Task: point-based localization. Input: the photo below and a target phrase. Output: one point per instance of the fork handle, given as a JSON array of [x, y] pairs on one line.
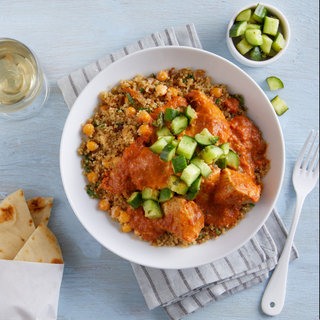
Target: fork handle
[[274, 295]]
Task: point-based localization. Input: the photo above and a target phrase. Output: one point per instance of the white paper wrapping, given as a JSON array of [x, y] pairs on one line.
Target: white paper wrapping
[[29, 291]]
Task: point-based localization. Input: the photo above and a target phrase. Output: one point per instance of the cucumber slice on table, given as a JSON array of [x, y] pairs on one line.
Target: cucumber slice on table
[[179, 163], [259, 13], [270, 26], [179, 124], [238, 29], [274, 83], [152, 209], [149, 193], [190, 114], [205, 170], [164, 131], [187, 147], [205, 138], [210, 154], [190, 174], [177, 185], [158, 145], [243, 46], [244, 15], [279, 105], [168, 152], [194, 189], [135, 200], [278, 43], [170, 114], [254, 37], [267, 44], [165, 194]]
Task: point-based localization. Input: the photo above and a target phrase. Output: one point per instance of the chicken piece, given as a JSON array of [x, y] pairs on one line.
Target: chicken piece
[[143, 225], [236, 188], [139, 167], [221, 215], [208, 116], [181, 217]]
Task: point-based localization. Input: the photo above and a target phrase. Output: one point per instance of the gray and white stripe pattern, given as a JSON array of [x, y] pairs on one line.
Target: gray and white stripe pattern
[[181, 292], [74, 83]]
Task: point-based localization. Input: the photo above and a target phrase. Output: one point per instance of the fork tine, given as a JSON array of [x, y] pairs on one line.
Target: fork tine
[[305, 164], [304, 148]]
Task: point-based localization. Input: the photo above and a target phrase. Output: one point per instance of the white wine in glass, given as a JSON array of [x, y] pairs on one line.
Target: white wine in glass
[[23, 86]]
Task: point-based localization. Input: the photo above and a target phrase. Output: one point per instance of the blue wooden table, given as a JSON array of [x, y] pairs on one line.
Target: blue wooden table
[[67, 35]]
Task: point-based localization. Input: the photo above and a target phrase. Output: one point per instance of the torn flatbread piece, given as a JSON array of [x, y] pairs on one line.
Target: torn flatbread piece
[[42, 246], [16, 225], [40, 209]]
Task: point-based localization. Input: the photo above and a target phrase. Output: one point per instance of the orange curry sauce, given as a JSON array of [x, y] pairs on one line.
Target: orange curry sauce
[[221, 194]]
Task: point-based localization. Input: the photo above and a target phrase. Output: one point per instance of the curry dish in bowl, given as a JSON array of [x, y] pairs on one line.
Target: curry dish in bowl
[[173, 158]]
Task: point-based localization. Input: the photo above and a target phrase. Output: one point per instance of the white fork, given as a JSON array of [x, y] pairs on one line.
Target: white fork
[[304, 179]]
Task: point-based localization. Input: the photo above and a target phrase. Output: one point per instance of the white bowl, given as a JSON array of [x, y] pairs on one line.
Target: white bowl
[[284, 27], [100, 225]]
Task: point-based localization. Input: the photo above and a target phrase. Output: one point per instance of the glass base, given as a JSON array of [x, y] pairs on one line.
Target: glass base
[[34, 107]]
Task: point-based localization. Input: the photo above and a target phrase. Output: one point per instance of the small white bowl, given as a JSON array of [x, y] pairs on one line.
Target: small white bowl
[[284, 26]]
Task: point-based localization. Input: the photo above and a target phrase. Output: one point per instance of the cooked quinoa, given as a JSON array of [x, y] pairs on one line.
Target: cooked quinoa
[[118, 121]]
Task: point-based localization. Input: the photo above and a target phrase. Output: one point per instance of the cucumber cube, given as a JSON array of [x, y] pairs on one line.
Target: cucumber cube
[[210, 154], [190, 174], [205, 170], [187, 147]]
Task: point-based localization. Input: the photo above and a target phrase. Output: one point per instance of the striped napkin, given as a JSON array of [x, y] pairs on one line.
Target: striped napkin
[[181, 292]]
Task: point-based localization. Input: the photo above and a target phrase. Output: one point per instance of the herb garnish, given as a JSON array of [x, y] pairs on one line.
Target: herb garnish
[[90, 192], [130, 98]]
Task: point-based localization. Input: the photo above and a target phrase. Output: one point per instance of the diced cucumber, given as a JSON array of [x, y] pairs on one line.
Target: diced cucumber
[[238, 29], [270, 26], [259, 13], [267, 44], [194, 189], [255, 54], [253, 37], [205, 138], [190, 114], [222, 162], [164, 131], [190, 174], [278, 43], [274, 83], [168, 152], [244, 15], [169, 139], [158, 145], [135, 200], [170, 114], [225, 147], [175, 142], [179, 124], [165, 194], [210, 154], [186, 147], [149, 193], [160, 120], [179, 163], [205, 170], [243, 46], [177, 185], [232, 160], [254, 26], [152, 209], [279, 105]]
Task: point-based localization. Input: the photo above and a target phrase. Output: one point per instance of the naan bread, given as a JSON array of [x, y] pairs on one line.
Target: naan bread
[[16, 225], [40, 209], [42, 246]]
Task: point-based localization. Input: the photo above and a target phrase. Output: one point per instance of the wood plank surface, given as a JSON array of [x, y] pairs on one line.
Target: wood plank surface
[[67, 35]]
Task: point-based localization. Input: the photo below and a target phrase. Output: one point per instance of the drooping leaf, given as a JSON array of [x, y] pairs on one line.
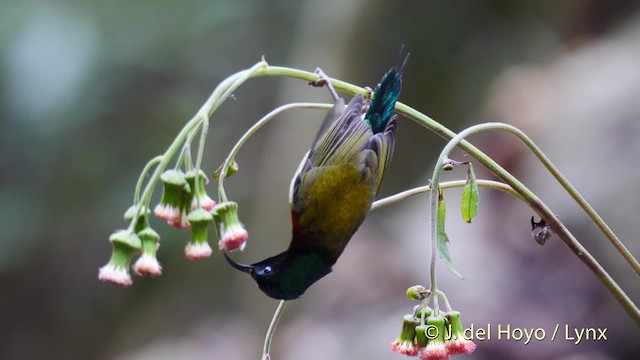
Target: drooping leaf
[[442, 240], [470, 196]]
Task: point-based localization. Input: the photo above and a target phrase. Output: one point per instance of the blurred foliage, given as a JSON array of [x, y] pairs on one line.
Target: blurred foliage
[[89, 91]]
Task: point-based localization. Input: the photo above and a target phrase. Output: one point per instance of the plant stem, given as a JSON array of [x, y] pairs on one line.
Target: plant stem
[[272, 328], [447, 134], [556, 225], [446, 185], [260, 123], [216, 98], [485, 160], [143, 174]]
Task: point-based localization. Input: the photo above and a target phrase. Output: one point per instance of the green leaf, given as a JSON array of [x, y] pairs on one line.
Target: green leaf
[[470, 196], [442, 240]]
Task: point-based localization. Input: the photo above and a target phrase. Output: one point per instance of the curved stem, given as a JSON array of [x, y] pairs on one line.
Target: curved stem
[[447, 134], [574, 193], [143, 174], [556, 225], [260, 123], [446, 185], [216, 98], [197, 182], [481, 157], [272, 328]]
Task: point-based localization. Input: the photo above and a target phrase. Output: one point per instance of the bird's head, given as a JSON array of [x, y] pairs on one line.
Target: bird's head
[[285, 276]]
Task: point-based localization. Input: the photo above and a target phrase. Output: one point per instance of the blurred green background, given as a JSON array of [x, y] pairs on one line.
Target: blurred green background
[[89, 91]]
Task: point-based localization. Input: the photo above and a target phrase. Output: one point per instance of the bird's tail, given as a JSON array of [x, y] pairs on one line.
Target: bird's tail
[[385, 96]]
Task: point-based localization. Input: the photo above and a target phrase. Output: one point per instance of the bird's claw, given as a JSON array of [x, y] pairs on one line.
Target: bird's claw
[[324, 80]]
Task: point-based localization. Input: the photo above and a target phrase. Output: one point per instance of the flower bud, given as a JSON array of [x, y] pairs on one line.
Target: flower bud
[[125, 245], [232, 169], [143, 212], [175, 190], [417, 293], [147, 264], [198, 248], [404, 344], [435, 332], [233, 236], [199, 193], [458, 343]]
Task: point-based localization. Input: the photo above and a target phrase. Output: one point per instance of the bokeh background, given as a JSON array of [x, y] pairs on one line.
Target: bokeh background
[[90, 90]]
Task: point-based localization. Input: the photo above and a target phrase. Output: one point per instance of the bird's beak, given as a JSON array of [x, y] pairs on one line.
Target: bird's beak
[[242, 267]]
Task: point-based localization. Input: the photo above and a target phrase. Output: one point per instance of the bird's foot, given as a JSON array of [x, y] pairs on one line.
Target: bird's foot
[[324, 81], [367, 98]]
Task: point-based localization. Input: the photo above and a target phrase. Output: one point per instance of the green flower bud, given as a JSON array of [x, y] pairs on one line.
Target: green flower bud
[[417, 293], [421, 335], [199, 194], [171, 206], [232, 169], [143, 212], [423, 313], [457, 342], [125, 245], [404, 344], [233, 236], [198, 248], [147, 264], [435, 332]]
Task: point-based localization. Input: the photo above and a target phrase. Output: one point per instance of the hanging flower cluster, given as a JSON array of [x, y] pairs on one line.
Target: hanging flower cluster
[[431, 334], [184, 205]]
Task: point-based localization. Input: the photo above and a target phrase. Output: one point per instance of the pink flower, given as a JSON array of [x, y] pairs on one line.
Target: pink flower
[[147, 265], [458, 343], [460, 346], [405, 344], [435, 350], [115, 275], [404, 348]]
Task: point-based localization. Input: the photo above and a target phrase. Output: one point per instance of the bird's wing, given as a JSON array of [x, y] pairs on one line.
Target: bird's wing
[[338, 178]]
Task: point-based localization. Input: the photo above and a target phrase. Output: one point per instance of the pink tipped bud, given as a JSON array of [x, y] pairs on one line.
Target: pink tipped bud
[[147, 264], [405, 343], [198, 247], [125, 245], [458, 343], [197, 251], [233, 235]]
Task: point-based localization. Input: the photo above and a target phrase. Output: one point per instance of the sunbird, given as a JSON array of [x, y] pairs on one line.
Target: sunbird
[[333, 189]]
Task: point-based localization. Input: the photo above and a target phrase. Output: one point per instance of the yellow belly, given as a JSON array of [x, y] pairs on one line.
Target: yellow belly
[[336, 203]]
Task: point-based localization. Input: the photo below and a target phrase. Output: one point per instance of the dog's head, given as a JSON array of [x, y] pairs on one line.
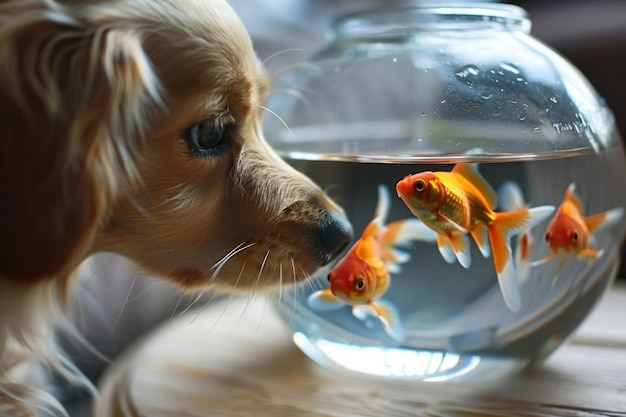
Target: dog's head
[[134, 127]]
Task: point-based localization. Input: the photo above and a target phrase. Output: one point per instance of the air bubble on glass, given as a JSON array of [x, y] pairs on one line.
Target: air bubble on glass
[[511, 68], [467, 71]]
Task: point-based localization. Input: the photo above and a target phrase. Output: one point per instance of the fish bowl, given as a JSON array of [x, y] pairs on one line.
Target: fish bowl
[[478, 168]]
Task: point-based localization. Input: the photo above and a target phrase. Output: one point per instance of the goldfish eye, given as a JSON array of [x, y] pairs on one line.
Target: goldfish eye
[[420, 185]]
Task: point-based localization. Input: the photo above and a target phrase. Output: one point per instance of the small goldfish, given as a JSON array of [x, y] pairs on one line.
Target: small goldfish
[[363, 276], [460, 203], [570, 234], [510, 198]]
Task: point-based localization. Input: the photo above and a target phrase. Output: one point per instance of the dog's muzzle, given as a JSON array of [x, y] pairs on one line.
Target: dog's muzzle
[[332, 238]]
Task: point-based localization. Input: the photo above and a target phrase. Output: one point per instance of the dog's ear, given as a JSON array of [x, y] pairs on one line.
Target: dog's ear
[[73, 98]]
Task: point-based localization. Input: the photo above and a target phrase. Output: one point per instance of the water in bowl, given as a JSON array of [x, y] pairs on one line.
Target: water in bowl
[[456, 324]]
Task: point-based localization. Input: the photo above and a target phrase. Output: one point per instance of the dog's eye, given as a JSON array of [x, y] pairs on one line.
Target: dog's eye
[[206, 138]]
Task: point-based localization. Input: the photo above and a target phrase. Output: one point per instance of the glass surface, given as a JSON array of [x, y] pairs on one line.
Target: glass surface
[[402, 91]]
========================================================================
**PROBLEM REQUIREMENTS:**
Copy all lines of the records that have the string "below" in them.

**TASK SOLUTION:**
Task: point-based localization. Input: the photo below and a target phrase. Output: one point per instance of the fork handle, given as a JSON array of [x, y] pairs on one line.
Task: point-based localization. Input: the photo below and a target phrase. Output: one point per instance of the drooping leaf, given as a JSON array of [x, y] pairs on one line.
Task: point-based localization. Input: the photo below and a target phrase. Output: one point per instance of the dog's head, given as a JSON array of [x, y] pairs on one line.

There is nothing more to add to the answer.